Texto de referencia:
* * * * * * *

El programa 59 segundos es ese espacio que ha incorporado en TVE-1 --con dinamismo y pluralidad-- los debates políticos nocturnos. Si Miguel Angel Moratinos hubiera declarado en tal programa que a él no le constaba el apoyo del Gobierno del PP al golpe de Estado de Venezuela y que, además, tenía el profundo convencimiento de que la derecha española nunca se pondría al lado de un presidente sedicioso, como lo fuera --fugazmente-- Pedro Carmona, jefe entonces de la gran patronal venezolana, a nadie se le habría ocurrido afirmar que tales cosas no las debía decir un ministro de Asuntos Exteriores. Y menos por la tele y menos aún disponiendo en cada intervención de 59 segundos.

Pero en este país, de larga y penosa tradición inquisitorial --reflejada, por ejemplo, en cuadros impresionantes como los de Pedro Berruguete (1420), Francisco Ricci (1683) o Goya (1815-19), entre otros-- suceden acontecimientos asombrosos. Quien dice una verdad que escuece, como Moratinos, se arriesga a comparecer como reo ante un auto de fe y ser quemado en la hoguera del rencor, los vituperios y las injurias. La verdad de Moratinos escuece porque José María Aznar no condenó el golpe y porque los embajadores de George W. Bush y de él mismo acudieron presurosos en socorro del golpista.

Acontece, por otra parte, y para mayor inri, que el PP va ahora de demócrata/de/toda/la/vida, alienta guerras alardeando que hay que acabar con dictadores como Sadam Husein y desde que ha descubierto el desembarco de Normandía levita con los americanos olvidando, sin embargo, que no sólo combatieron por la libertad los soldados de Estados Unidos --lo que es rigurosamente cierto--, sino de otros muchos países, incluida la Unión Soviética y, por supuesto, muchos exiliados españoles. También olvida que la Casa Blanca prefirió proteger al general Franco --amigo de Adolf Hitler y de Benito Mussolini-- que propiciar el retorno de la democracia, vilmente liquidada por los golpistas del 36.

Estamos en plena representación de una tragicomedia llamada El mundo al revés. Quien dice la verdad se expone a un linchamiento mediático de contenidos repugnantes --ya conocidos y sobados--, donde los insultos acostumbran a sustituir de forma sistemática a los razonamientos. ¿Qué es más grave, haberse equivocado en las formas --como admitió Moratinos-- o haber respaldado un golpe de Estado contra un gobernante elegido por las urnas? Parece que en este mundo vuelto del revés --al que el PP nos pretende conducir a empujones-- es bastante más importante que el Gobierno español, en este caso el de Aznar, muestre comprensión y hasta simpatía por un acto de ruptura constitucional flagrante --cometido en un país amigo y vinculado estrechamente a España, como es Venezuela-- que el hecho de que el ministro de Asuntos Exteriores del Gobierno siguiente lo denuncie.

* * * * * * *

Ejercicio escrito: Reproduce sin cambios el fragmento del artículo sobre Moratinos que va de "Pero en este" a "socorro del golpista.", ambos incluidos. El listado no hace falta para resolver el ejercicio.

Sección de datos:

* * * * * * *

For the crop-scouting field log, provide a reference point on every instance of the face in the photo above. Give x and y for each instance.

* * * * * * *

Respuesta:
Pero en este país, de larga y penosa tradición inquisitorial --reflejada, por ejemplo, en cuadros impresionantes como los de Pedro Berruguete (1420), Francisco Ricci (1683) o Goya (1815-19), entre otros-- suceden acontecimientos asombrosos. Quien dice una verdad que escuece, como Moratinos, se arriesga a comparecer como reo ante un auto de fe y ser quemado en la hoguera del rencor, los vituperios y las injurias. La verdad de Moratinos escuece porque José María Aznar no condenó el golpe y porque los embajadores de George W. Bush y de él mismo acudieron presurosos en socorro del golpista.